-- START OF SUPPLIED PASSAGE --
The present disclosure relates generally to information handling systems, and more particularly to attaching a processor and corresponding heat sink to a circuit board.
As the value and use of information continues to increase, individuals and businesses seek additional ways to process and store information. One option available to users is information handling systems. An information handling system generally processes, compiles, stores, and/or communicates information or data for business, personal, or other purposes thereby allowing users to take advantage of the value of the information. Because technology and information handling needs and requirements vary between different users or applications, information handling systems may also vary regarding what information is handled, how the information is handled, how much information is processed, stored, or communicated, and how quickly and efficiently the information may be processed, stored, or communicated. The variations in information handling systems allow for information handling systems to be general or configured for a specific user or specific use such as financial transaction processing, airline reservations, enterprise data storage, or global communications. In addition, information handling systems may include a variety of hardware and software components that may be configured to process, store, and communicate information and may include one or more computer systems, data storage systems, and networking systems.
A processor socket includes a plurality of contacts, each contact being soldered to a circuit board. In order for the information handling system to function, the processor must be mated to the processor socket so that the processor is connected to the other components of the information handling system through the soldered contacts. These soldered contacts are relatively strong when subjected to high compressive forces, but are much weaker with regard to other forces, such as shear forces or tensile forces. With certain processor and processor socket combinations, such as Land Grid Arrays (LGA) and Ball Grid Arrays (BGA), problems have arisen as higher and higher amounts of compressive force have become necessary to mate the processor with the processor socket.
Heat sinks are often used to help dissipate the thermal energy of the processor. A method of achieving the force needed to mate the processor and processor socket involves mounting the heat sink over the processor and onto the circuit board in a manner such that the heat sink engages the processor and provides the needed compressive force. A problem with this method is that the processor cannot be mated to the processor socket without the heat sink installed, and it is desirable that the processor socket be operational without the heat sink attached for purposes such as processor socket testing and qualification.
-- END OF SUPPLIED PASSAGE --
→ **REQUIRED ACTIONS**:
a) In the passage on mounting processors and heat sinks, rewrite the section starting with "Heat sinks are" and going on through "testing and qualification.", replacing "processor socket" with "CPU socket".
b) According to the passage on mounting processors and heat sinks, which processor and processor socket combinations have needed more and more compressive force to mate?
-- START OF GIVEN DATA --
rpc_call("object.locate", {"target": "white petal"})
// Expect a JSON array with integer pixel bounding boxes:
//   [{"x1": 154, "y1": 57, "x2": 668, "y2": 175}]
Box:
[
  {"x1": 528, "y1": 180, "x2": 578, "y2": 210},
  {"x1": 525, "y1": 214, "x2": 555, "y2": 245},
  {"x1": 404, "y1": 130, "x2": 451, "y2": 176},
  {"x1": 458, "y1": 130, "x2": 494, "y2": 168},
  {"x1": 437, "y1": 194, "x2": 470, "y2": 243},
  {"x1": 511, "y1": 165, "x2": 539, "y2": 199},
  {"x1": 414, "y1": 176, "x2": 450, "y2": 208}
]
-- END OF GIVEN DATA --
-- START OF GIVEN DATA --
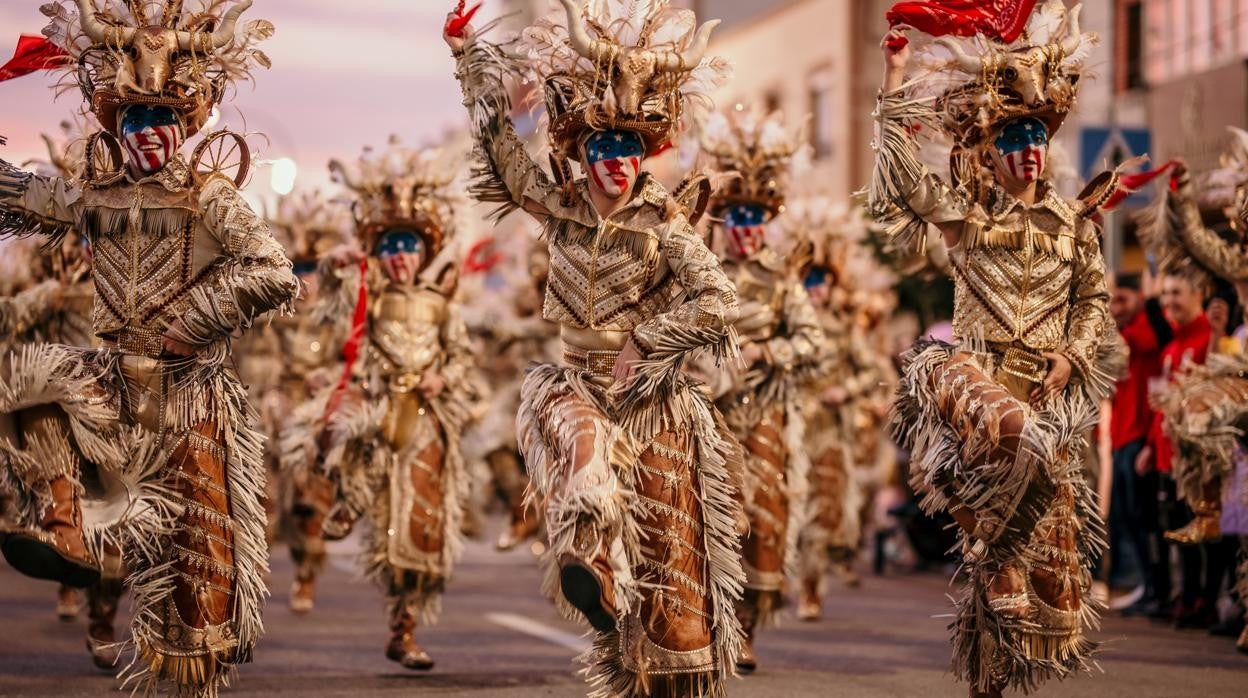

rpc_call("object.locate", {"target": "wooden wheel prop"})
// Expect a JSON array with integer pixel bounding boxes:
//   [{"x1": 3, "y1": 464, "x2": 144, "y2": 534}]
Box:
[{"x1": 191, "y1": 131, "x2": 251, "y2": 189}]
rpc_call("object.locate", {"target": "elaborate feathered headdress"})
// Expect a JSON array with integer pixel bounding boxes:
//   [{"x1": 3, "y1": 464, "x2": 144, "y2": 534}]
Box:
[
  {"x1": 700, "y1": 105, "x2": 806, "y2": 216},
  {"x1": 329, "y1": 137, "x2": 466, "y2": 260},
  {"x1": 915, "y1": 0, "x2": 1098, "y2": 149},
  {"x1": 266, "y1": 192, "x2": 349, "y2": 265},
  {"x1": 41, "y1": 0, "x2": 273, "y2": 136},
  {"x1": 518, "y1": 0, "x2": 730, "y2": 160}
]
-- END OF GIVEN DATA --
→ **OUTPUTS BY TASK**:
a)
Heat sinks are often used to help dissipate the thermal energy of the processor. A method of achieving the force needed to mate the processor and CPU socket involves mounting the heat sink over the processor and onto the circuit board in a manner such that the heat sink engages the processor and provides the needed compressive force. A problem with this method is that the processor cannot be mated to the CPU socket without the heat sink installed, and it is desirable that the CPU socket be operational without the heat sink attached for purposes such as CPU socket testing and qualification.

b) Land Grid Arrays (LGA) and Ball Grid Arrays (BGA).